> WHAT IS REQUIRED: From the entries below, return every line that includes the word "crown".

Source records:
=== Begin Enclosure ===
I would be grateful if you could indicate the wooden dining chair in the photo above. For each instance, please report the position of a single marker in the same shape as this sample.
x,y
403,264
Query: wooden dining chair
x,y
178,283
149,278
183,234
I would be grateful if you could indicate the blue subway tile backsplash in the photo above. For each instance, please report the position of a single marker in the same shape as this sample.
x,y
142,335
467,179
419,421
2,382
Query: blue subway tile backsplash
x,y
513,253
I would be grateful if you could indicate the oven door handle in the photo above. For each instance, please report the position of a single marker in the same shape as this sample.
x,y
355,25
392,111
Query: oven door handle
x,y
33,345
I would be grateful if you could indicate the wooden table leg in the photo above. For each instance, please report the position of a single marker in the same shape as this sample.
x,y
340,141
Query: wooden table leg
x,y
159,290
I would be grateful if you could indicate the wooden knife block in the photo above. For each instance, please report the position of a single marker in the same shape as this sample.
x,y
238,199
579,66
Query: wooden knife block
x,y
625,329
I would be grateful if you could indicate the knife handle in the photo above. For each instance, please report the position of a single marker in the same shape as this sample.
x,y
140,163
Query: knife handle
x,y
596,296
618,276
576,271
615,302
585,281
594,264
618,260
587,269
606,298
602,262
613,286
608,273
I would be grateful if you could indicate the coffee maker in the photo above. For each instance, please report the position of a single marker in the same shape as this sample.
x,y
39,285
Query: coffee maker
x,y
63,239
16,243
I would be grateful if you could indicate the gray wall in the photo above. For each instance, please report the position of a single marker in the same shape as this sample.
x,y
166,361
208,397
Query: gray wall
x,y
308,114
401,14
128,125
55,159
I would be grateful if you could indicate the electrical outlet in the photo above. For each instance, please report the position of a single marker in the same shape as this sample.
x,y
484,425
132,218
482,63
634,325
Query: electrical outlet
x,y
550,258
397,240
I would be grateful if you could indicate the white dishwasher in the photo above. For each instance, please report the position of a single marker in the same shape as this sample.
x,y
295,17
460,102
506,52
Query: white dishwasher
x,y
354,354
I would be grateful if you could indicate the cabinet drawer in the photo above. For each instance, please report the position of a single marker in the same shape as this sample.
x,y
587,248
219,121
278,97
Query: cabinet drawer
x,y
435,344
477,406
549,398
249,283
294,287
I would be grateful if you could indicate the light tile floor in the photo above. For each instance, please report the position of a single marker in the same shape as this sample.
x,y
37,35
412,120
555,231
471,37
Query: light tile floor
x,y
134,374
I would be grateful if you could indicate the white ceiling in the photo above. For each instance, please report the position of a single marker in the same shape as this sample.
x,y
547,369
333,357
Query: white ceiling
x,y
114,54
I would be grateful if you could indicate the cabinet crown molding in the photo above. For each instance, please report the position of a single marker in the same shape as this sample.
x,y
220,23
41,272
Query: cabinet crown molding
=== End Enclosure ===
> FINISHED TASK:
I would be grateful if you could indicate the cabinet crown molding in the photo above. For each instance, please report the position of a single marker in the same shape as this sample.
Query: cabinet crown molding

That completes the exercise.